[Document passage]

Omar Abdul Vahab, professionally credited as Omar Lulu, is an Indian film director who works in Malayalam cinema. He made his directorial debut in 2016 with Happy Wedding.

==Career==
His debut film Happy Wedding starring Sharafudheen, Soubin Shahir, Siju Wilson and Justin John had a good run at the Kerala box-office and crossed 100 days run, it grossed ₹13.7 crore at the box office. His second film, Chunkzz, starring Honey Rose and Balu Varghese, released in August 2017 and was a commercial success, collecting around 20 crore at the box office.

His third movie Oru Adaar Love was an international sensation which made Priya P Warrier an internet sensation for a wink scene from the film. It is also the first ever Malayalam film that got released in four different language (Malayalam, Telugu, Kannada and Tamil) simultaneously in over 2,000 theatres around the world. The film was a box office hit and was dubbed into Chinese, English, Arabic and all Indian languages. Dhamaka was his fourth movie released in theatres. In 2022, his fifth film titled Nalla Samayam was withdrawn from the theaters three days after its release due to a case bein filed against Omar by the Kozhikode Excise Inspector for promoting the use of the banned drug MDMA through the film. New movies in planning are Power Star starring Kannada actor Shreyas Manju, Babu Antony and freshers' LoveYathra.

Besides making films, Omar started directing musical albums by the year 2020. His last two albums, Tu Hi Hai Meri Zindagi and Jaana Meri Jaana starring Ajmal Khan and Jumana Khan was shot in Dubai in 2021.

==Filmography==

| Year | Title | Notes |
|---|---|---|
| 2016 | Happy Wedding |  |
| 2017 | Chunkzz | Also storywriter |
| 2019 | Oru Adaar Love |  |
| 2020 | Dhamaka | Also storywriter |
| 2022 | Nalla Samayam | Also storywriter |
| 2024 | Bad Boyz |  |

=== Music videos ===

- Tu Hi Hai Meri Zindagi (2021)
- Jaana Meri Jaana (2021)
- Kaanan Thonnununde (2021)

=== Television ===
- Bigg Boss (Malayalam season 5)

==Controversies ==
Drug Issue

In December 2022, Kerala Excise Department registered a case against makers of Nalla Samayam, movie directed by Omar Lulu for allegedly promoting the use of MDMA in movie's teaser. "Besides the substance, the trailer also had the scenes blindly promoting alcoholism and the makers of the movie did not even bother to show the statutory warning on the screen"; said officials.

Rape Allegations

The Nedumbassery police have registered a case against director Omar Lulu on charge of sexual abuse based on a complaint by a woman actor.

The rural police sources said the case had been registered for rape on false promise of marriage during the first half of last year. However, whether the case involved casting couch would also be probed.

The police have recorded the complainant's statement and launched an investigation. Officials said the statement of the accused would be recorded soon. Meanwhile, the director has dismissed the complaint as one motivated by economic gains.

[/Document passage]
[Data section]

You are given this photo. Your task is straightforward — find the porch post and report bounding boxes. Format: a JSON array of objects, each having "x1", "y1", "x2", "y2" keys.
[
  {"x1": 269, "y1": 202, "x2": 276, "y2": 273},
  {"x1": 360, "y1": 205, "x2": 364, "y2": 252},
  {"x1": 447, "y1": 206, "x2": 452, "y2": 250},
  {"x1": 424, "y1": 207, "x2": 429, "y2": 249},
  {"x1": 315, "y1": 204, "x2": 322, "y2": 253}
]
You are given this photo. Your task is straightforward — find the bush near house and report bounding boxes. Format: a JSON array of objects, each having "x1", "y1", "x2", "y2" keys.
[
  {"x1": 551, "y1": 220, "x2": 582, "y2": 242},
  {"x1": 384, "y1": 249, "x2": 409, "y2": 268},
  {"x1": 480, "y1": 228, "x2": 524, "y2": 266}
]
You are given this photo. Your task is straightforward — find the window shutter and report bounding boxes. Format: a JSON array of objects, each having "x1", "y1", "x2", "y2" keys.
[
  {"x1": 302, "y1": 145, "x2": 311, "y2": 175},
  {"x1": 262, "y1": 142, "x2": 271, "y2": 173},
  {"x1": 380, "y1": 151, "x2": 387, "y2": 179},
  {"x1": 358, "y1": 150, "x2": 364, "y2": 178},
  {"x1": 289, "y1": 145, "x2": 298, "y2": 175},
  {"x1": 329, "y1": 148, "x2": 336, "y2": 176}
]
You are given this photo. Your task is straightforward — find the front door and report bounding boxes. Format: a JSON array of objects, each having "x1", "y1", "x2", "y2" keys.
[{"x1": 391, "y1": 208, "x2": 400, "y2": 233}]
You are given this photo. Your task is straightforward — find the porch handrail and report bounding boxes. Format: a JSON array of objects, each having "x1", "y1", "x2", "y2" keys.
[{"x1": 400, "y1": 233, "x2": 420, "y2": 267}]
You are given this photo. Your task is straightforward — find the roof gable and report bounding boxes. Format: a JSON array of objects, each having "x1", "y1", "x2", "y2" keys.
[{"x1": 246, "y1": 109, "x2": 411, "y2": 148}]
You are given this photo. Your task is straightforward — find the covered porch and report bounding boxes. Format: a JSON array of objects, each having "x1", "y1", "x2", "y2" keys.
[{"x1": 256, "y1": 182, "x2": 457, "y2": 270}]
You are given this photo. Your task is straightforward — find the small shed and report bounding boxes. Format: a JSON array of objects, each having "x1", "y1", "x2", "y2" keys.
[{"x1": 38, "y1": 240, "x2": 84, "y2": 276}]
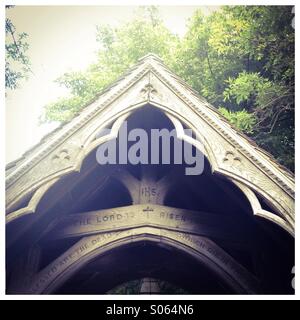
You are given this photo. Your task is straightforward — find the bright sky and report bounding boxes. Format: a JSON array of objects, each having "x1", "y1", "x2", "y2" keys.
[{"x1": 5, "y1": 6, "x2": 215, "y2": 163}]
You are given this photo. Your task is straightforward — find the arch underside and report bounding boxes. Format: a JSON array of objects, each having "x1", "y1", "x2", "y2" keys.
[{"x1": 6, "y1": 103, "x2": 294, "y2": 236}]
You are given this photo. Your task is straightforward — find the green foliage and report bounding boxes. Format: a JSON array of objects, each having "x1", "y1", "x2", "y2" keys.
[
  {"x1": 174, "y1": 6, "x2": 295, "y2": 170},
  {"x1": 5, "y1": 6, "x2": 30, "y2": 89},
  {"x1": 45, "y1": 6, "x2": 295, "y2": 170},
  {"x1": 45, "y1": 7, "x2": 179, "y2": 121}
]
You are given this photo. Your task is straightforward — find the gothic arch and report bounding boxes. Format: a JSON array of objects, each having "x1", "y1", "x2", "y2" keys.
[
  {"x1": 20, "y1": 227, "x2": 259, "y2": 294},
  {"x1": 6, "y1": 104, "x2": 294, "y2": 236}
]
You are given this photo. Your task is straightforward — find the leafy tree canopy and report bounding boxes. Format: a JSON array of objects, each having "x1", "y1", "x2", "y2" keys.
[
  {"x1": 5, "y1": 6, "x2": 30, "y2": 89},
  {"x1": 45, "y1": 6, "x2": 295, "y2": 170}
]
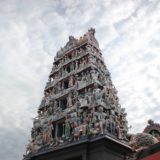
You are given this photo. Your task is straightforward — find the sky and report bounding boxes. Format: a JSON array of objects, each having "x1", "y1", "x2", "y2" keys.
[{"x1": 0, "y1": 0, "x2": 160, "y2": 160}]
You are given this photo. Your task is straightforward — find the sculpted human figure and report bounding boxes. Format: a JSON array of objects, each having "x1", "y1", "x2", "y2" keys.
[
  {"x1": 91, "y1": 70, "x2": 99, "y2": 81},
  {"x1": 42, "y1": 120, "x2": 48, "y2": 144},
  {"x1": 109, "y1": 114, "x2": 116, "y2": 135},
  {"x1": 73, "y1": 122, "x2": 80, "y2": 141},
  {"x1": 115, "y1": 116, "x2": 122, "y2": 139},
  {"x1": 65, "y1": 119, "x2": 71, "y2": 139},
  {"x1": 93, "y1": 84, "x2": 102, "y2": 101},
  {"x1": 67, "y1": 93, "x2": 73, "y2": 108},
  {"x1": 98, "y1": 107, "x2": 106, "y2": 134},
  {"x1": 69, "y1": 76, "x2": 74, "y2": 87},
  {"x1": 47, "y1": 121, "x2": 54, "y2": 144}
]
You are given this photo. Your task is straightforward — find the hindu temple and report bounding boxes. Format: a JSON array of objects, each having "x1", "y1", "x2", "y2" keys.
[{"x1": 23, "y1": 28, "x2": 152, "y2": 160}]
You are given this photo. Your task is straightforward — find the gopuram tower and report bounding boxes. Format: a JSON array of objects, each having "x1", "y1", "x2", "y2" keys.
[{"x1": 24, "y1": 28, "x2": 130, "y2": 160}]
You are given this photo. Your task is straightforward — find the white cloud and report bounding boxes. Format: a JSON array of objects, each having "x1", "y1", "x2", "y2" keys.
[{"x1": 0, "y1": 0, "x2": 160, "y2": 160}]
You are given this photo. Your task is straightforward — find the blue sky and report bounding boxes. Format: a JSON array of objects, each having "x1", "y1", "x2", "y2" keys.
[{"x1": 0, "y1": 0, "x2": 160, "y2": 160}]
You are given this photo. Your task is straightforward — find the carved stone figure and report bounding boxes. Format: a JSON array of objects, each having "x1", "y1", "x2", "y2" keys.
[
  {"x1": 93, "y1": 84, "x2": 102, "y2": 101},
  {"x1": 65, "y1": 119, "x2": 71, "y2": 139},
  {"x1": 67, "y1": 93, "x2": 73, "y2": 108},
  {"x1": 69, "y1": 76, "x2": 74, "y2": 87}
]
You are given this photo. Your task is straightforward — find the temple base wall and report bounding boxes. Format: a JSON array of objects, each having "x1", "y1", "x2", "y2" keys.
[{"x1": 27, "y1": 137, "x2": 132, "y2": 160}]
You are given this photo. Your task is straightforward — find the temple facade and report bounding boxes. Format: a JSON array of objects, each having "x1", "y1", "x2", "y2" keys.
[{"x1": 24, "y1": 28, "x2": 131, "y2": 160}]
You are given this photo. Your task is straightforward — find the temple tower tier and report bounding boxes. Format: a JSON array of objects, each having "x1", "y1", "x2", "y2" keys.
[{"x1": 24, "y1": 28, "x2": 130, "y2": 160}]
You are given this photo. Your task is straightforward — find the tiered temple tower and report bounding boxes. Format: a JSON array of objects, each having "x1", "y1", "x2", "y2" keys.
[{"x1": 24, "y1": 28, "x2": 129, "y2": 160}]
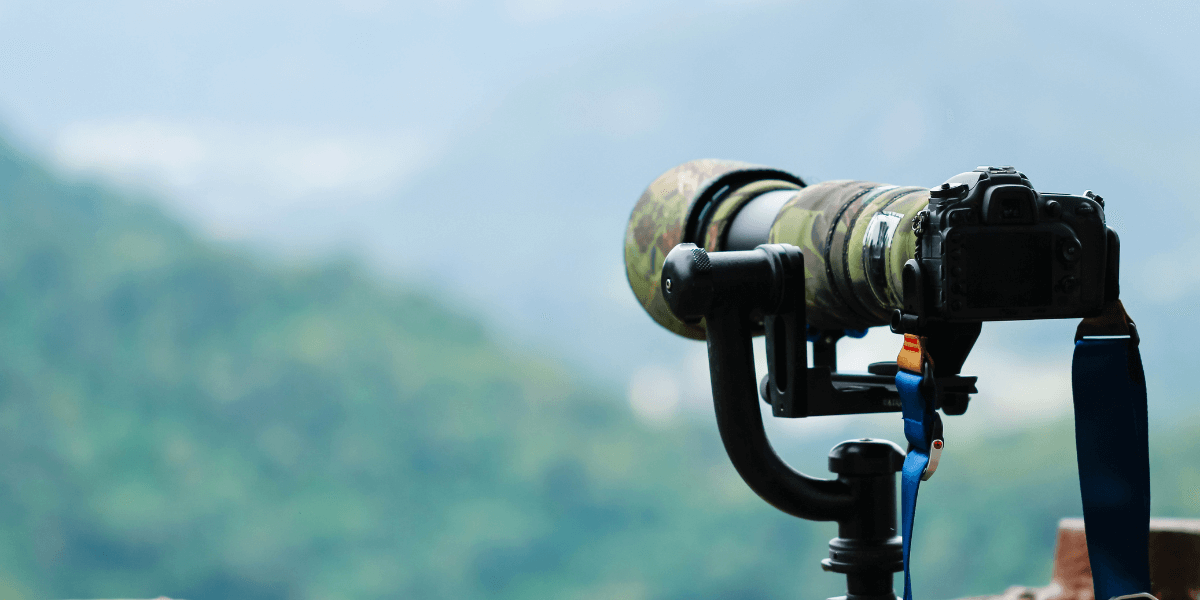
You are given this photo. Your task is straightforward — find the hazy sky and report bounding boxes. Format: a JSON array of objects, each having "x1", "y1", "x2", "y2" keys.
[{"x1": 0, "y1": 0, "x2": 1200, "y2": 432}]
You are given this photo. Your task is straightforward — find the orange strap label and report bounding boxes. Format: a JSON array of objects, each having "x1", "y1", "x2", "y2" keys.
[{"x1": 896, "y1": 334, "x2": 924, "y2": 374}]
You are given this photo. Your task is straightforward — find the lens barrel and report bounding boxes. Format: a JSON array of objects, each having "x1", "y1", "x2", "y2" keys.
[{"x1": 625, "y1": 160, "x2": 929, "y2": 340}]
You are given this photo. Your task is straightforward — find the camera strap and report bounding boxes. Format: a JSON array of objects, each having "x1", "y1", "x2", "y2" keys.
[
  {"x1": 896, "y1": 300, "x2": 1153, "y2": 600},
  {"x1": 896, "y1": 334, "x2": 946, "y2": 600},
  {"x1": 1070, "y1": 300, "x2": 1150, "y2": 600}
]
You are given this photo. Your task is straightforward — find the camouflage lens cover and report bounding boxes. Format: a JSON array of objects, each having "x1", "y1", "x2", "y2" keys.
[
  {"x1": 769, "y1": 180, "x2": 929, "y2": 329},
  {"x1": 625, "y1": 158, "x2": 803, "y2": 340}
]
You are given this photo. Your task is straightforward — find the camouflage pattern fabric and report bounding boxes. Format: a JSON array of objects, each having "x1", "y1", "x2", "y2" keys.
[
  {"x1": 697, "y1": 179, "x2": 800, "y2": 252},
  {"x1": 625, "y1": 158, "x2": 792, "y2": 340},
  {"x1": 768, "y1": 180, "x2": 929, "y2": 329},
  {"x1": 625, "y1": 160, "x2": 929, "y2": 340}
]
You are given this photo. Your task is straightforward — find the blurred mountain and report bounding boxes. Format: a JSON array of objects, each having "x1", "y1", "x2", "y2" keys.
[
  {"x1": 9, "y1": 0, "x2": 1200, "y2": 422},
  {"x1": 0, "y1": 136, "x2": 1200, "y2": 600}
]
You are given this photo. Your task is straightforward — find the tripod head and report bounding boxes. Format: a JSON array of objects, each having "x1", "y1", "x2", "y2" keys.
[{"x1": 625, "y1": 161, "x2": 1118, "y2": 600}]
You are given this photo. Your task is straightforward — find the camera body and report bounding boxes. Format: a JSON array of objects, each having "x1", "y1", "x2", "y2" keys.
[{"x1": 900, "y1": 167, "x2": 1120, "y2": 329}]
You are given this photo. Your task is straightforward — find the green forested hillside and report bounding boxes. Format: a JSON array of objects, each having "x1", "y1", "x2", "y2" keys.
[{"x1": 0, "y1": 141, "x2": 1200, "y2": 600}]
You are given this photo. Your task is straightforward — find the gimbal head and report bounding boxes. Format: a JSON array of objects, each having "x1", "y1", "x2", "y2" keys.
[{"x1": 661, "y1": 244, "x2": 979, "y2": 600}]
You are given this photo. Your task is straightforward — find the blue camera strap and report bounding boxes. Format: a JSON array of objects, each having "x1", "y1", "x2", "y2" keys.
[
  {"x1": 1070, "y1": 301, "x2": 1150, "y2": 600},
  {"x1": 896, "y1": 301, "x2": 1153, "y2": 600},
  {"x1": 896, "y1": 335, "x2": 946, "y2": 600}
]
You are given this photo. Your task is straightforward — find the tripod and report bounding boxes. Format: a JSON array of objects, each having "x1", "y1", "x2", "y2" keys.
[{"x1": 662, "y1": 241, "x2": 979, "y2": 600}]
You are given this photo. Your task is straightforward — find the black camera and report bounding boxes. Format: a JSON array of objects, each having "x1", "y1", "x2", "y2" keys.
[{"x1": 893, "y1": 167, "x2": 1120, "y2": 331}]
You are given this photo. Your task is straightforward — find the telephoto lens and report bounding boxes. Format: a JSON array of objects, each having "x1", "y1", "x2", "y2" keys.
[{"x1": 625, "y1": 160, "x2": 930, "y2": 340}]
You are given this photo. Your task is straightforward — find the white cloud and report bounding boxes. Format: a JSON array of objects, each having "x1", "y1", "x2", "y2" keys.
[
  {"x1": 629, "y1": 366, "x2": 679, "y2": 425},
  {"x1": 55, "y1": 118, "x2": 433, "y2": 220},
  {"x1": 566, "y1": 88, "x2": 666, "y2": 139},
  {"x1": 504, "y1": 0, "x2": 637, "y2": 23}
]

[/Data section]

Exercise 1:
According to the Omar Lulu text, how much did Happy Wedding gross at the box office?
Exercise 2:
List every film title in the filmography table of the Omar Lulu text.
Exercise 3:
Output word for word the part of the Omar Lulu text that begins at the words "Omar Abdul Vahab, professionally" and stops after the words "with Happy Wedding.".

Exercise output 1:
₹13.7 crore

Exercise output 2:
Happy Wedding
Chunkzz
Oru Adaar Love
Dhamaka
Nalla Samayam
Bad Boyz

Exercise output 3:
Omar Abdul Vahab, professionally credited as Omar Lulu, is an Indian film director who works in Malayalam cinema. He made his directorial debut in 2016 with Happy Wedding.